### POLECENIE:
Skopiuj wiersz po wierszu wszystkie poniższe pozycje, bez żadnych zmian.

○ ○ ○ ○ ○

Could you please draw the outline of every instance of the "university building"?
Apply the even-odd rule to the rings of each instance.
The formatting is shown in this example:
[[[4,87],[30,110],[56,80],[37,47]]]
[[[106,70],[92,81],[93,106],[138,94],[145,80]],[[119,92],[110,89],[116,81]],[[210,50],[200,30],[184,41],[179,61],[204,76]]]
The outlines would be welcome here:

○ ○ ○ ○ ○

### ODPOWIEDŹ:
Could you please draw the outline of every instance of the "university building"?
Apply the even-odd rule to the rings of each instance.
The formatting is shown in this example:
[[[4,87],[30,110],[56,80],[37,47]]]
[[[106,70],[92,81],[93,106],[138,94],[145,80]],[[119,92],[110,89],[116,81]],[[210,50],[200,30],[184,41],[179,61],[204,76]]]
The outlines would be welcome here:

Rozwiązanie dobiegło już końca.